_PROMPT_. Copy out each line of the data that holds the string "below".

_Stored data entries_.
────────────────────────────────────────
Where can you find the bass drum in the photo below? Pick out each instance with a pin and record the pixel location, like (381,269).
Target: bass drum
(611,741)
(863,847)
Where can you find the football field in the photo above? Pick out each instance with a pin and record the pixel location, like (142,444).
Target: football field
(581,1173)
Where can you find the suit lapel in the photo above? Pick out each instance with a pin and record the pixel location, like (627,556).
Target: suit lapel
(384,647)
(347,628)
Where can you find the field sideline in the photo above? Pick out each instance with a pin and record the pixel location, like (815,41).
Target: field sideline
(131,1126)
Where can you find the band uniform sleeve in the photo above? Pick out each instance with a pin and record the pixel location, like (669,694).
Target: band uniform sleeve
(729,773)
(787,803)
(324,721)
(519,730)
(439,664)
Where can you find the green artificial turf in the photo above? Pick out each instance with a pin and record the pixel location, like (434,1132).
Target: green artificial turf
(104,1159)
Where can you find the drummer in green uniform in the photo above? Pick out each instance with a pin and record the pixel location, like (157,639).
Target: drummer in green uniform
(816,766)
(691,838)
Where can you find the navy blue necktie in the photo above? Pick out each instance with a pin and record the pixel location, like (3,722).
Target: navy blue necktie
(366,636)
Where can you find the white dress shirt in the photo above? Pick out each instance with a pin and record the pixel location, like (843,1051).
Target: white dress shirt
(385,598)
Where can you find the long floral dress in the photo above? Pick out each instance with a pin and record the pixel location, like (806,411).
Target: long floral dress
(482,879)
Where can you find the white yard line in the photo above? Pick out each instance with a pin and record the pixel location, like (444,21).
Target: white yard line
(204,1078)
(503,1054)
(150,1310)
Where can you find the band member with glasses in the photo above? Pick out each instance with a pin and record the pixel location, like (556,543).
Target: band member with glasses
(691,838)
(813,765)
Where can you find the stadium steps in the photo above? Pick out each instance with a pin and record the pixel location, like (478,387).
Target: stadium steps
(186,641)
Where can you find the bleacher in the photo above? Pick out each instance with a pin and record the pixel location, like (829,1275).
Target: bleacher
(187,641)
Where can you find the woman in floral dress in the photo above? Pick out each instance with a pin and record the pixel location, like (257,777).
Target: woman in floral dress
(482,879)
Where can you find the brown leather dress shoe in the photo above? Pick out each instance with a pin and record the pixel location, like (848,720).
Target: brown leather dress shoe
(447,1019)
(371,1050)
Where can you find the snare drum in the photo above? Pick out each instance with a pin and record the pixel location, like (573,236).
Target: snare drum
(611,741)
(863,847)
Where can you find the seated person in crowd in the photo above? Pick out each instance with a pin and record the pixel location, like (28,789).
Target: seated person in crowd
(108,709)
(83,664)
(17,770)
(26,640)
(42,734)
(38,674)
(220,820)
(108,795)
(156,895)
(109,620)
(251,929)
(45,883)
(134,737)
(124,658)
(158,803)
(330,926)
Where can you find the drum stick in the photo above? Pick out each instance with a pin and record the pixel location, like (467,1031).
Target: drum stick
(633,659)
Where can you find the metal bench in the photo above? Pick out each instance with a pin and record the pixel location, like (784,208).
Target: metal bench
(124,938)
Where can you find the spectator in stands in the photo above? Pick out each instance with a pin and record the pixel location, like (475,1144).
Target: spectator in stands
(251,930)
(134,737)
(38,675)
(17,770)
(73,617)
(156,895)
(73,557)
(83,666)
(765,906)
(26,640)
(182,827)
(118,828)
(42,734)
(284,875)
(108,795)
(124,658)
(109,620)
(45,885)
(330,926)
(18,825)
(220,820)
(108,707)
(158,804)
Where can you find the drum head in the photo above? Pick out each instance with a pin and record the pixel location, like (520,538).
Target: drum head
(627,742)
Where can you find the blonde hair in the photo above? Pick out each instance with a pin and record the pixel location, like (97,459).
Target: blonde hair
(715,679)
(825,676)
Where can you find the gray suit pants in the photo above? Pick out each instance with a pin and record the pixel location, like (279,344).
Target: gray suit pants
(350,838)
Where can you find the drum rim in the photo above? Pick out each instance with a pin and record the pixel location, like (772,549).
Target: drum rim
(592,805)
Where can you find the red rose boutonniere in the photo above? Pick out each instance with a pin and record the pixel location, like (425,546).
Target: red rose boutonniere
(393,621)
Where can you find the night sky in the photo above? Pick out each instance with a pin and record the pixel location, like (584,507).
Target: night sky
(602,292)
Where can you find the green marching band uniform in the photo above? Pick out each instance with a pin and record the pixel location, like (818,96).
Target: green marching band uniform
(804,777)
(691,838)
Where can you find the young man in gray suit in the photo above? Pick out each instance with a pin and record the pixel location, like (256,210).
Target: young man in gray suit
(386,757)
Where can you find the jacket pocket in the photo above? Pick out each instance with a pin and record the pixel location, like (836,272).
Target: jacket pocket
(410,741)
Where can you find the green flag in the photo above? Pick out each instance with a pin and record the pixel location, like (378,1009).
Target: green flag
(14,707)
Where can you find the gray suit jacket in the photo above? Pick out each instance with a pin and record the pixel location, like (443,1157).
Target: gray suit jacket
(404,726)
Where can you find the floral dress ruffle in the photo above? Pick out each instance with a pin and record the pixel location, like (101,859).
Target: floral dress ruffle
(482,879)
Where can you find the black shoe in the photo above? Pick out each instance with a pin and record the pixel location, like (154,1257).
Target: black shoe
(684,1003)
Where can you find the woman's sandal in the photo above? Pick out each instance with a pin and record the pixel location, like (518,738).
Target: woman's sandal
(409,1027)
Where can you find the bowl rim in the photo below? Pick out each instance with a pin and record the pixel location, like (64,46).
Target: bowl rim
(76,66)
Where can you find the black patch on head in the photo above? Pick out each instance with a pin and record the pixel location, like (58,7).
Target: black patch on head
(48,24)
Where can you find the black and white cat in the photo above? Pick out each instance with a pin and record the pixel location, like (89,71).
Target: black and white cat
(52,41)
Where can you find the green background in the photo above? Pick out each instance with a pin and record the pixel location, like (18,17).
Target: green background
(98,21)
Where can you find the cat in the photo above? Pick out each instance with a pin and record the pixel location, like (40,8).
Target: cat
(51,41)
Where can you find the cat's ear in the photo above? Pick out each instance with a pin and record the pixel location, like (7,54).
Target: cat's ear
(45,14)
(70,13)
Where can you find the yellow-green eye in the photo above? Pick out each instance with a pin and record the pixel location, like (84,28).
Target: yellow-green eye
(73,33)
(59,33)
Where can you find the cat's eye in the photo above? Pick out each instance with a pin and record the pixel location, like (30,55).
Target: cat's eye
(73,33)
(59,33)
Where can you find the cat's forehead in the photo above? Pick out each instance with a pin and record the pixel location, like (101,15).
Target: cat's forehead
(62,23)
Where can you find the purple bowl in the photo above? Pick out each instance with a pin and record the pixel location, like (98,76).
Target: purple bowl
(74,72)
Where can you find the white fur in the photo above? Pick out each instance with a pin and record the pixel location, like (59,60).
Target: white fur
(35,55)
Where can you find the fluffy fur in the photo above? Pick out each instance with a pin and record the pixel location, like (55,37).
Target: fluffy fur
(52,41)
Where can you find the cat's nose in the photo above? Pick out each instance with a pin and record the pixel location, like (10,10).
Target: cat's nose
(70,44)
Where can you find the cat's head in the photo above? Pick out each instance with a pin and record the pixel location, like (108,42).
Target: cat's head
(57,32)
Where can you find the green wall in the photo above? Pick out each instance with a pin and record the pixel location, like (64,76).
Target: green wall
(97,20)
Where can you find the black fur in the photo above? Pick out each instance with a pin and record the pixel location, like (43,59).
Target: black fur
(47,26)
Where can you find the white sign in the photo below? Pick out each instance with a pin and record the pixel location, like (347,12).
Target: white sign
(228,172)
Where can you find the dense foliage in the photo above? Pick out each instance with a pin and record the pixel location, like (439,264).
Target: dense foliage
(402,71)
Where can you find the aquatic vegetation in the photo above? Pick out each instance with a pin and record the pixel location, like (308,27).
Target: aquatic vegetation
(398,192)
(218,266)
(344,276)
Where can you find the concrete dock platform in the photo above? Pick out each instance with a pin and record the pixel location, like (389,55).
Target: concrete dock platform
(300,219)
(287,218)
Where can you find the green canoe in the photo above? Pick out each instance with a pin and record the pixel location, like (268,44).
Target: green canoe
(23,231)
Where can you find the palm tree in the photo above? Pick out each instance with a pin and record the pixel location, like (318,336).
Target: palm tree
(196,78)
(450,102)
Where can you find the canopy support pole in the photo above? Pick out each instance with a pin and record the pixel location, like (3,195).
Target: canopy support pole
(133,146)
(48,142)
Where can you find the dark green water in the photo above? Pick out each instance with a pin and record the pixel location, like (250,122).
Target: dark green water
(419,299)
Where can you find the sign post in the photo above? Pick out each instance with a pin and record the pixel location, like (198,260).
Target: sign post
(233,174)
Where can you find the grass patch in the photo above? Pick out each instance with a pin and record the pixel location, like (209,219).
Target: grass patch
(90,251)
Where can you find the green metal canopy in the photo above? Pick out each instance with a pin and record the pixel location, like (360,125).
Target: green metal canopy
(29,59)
────────────────────────────────────────
_RESPONSE TO THE TASK_.
Where can you find the bass drum in the photo below? Pick out each instance with a pin and record the pixel location, like (381,269).
Where can you find the bowl rim in the photo below? Pick out each instance with a pin and record the pixel location, like (64,46).
Where can you find the white sign in the photo below? Pick out each instance with a pin and record the pixel location, like (347,12).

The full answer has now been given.